### EXTRACT TO READ

* * * * * * * * *

Fourth: The fundamental right to information is inherent in many other rights. Indeed, without access to information and the technology that makes the sources instantly available and useable, many of the other rights are hollow or remain out of reach. Widespread availability of global communication and information technology could therefore have a dramatic effect on the awareness/knowledge and realization of human rights and the empowerment of people, particular in the areas of health, education and development.

III. Best practices

It is known that NGOs played a leading role in a number of vital issues during the cycle of world conferences of the last decade, from human rights to the environment, from development to disarmament. However, the way they have networked, connected and interacted for the review follow- up conferences of the last three years was a revolution and is an example of best practice in ICT in itself. In particular during the Beijing + 5 process, in which CONGO played an important role, unprecedented on-line discussions allowed input from people from all over the world and from all walks of life, including men. And as we are gathered here, other on-line discussions allow input from NGOs into the processes of upcoming events such as the World Conference against Racism, on Least Developed Countries or special General Assembly Sessions on HIV AIDS, Small Arms and Children. This way NGOs not only connect with each other but also connect issues and become aware of the linkages of the challenges before us. This permits for more effective advocacy and action.

While this revolution in itself is probably a good practice and a happier consequence of the phenomenon of globalization, it allows also to express on a global level deep anxieties about the way our world develops into ever more divided camps of "haves" and "have-nots", of "knows" and "know-nots". The protesters, whether violent (Seattle, Prague... etc.) or more civilized, got their message through. Never was there more consensus that bridges over the divide must be built soon and that poor people need to be empowered and given opportunities for more participation and security.

We as CONGO therefore strongly support all bridge building efforts in this direction, to begin with the Secretary General's initiative suggested in his report "We the Peoples," (A/54/2000) to the Millenium Assembly, such as UNITeS, the consortium of high-tech volunteers who will train groups in developing counties in the uses and opportunities of information technology, and stimulate the creation of additional corps in North and South.

We also commend the Grameen Bank for their continued creative response to overcome poverty with particular focus on women, and for their latest creations: the Grameen Phone company and Grameen Communications, dedicated to bringing Internet services into the villages in a financially sustainable way.

In the same way we support all initiatives for rural and excluded areas, such as the 'lincos' concept or the multi -purpose Village Telecom Centres.

Education, including legal and digital literacy, with emphasis on lifelong education and learning to learn has been central to our advocacy, highlighting in particular girls' education.

Last year, at ECOSOC, we asked for a $500 million Trust Fund for information technology to be funded by both the public and private sectors, and we wait for ECOSOC to report on this.6

We further asked:

  • that wider dissemination of information technology best practices be shared
  • that international organizations and bilateral aid providers take necessary steps to make information technology an inherent part of each and every development project they help finance and to inform ECOSOC in 2001 and subsequent years of steps they have taken to bring this about
  • that debt forgiveness, explicitly earmarked for information technology uses, should be implemented on a demonstration basis in at least five of Least Developed Countries for wider use
  • that global parliamentarians and heads of state see the technology revolution in terms of partnership, common good, the right of access, knowledge sharing, and equitable distribution
  • that gaps and barriers (language, gender, age, diversity, etc) be bridged in a culturally sensitive and individually empowering way
  • that if access to information and knowledge is a human right, that it be guaranteed sooner rather than later.

* * * * * * * * *

### TO DO
For each claim, answer yes or no to whether it agrees with the passage on information technology above, and quote the words of the passage that decide it. (a) CONGO asked for a $500 million Trust Fund for information technology paid for by the private sector alone. (b) The Grameen Phone company is named among the Grameen Bank's latest creations. (c) CONGO asked that debt forgiveness earmarked for information technology be implemented in at least five Least Developed Countries.

### INFORMATION PROVIDED
* * * * * * * * *

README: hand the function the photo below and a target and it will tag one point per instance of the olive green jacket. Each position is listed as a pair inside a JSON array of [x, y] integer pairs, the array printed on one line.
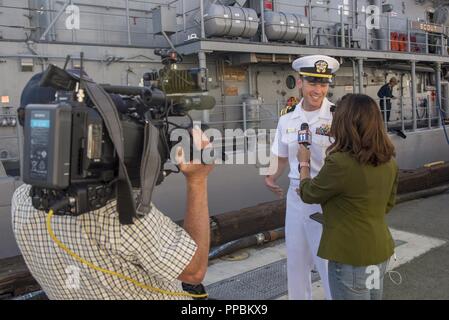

* * * * * * * * *

### TASK ANSWER
(a) No: "to be funded by both the public and private sectors"
(b) Yes: "their latest creations: the Grameen Phone company and Grameen Communications"
(c) Yes: "should be implemented on a demonstration basis in at least five of Least Developed Countries"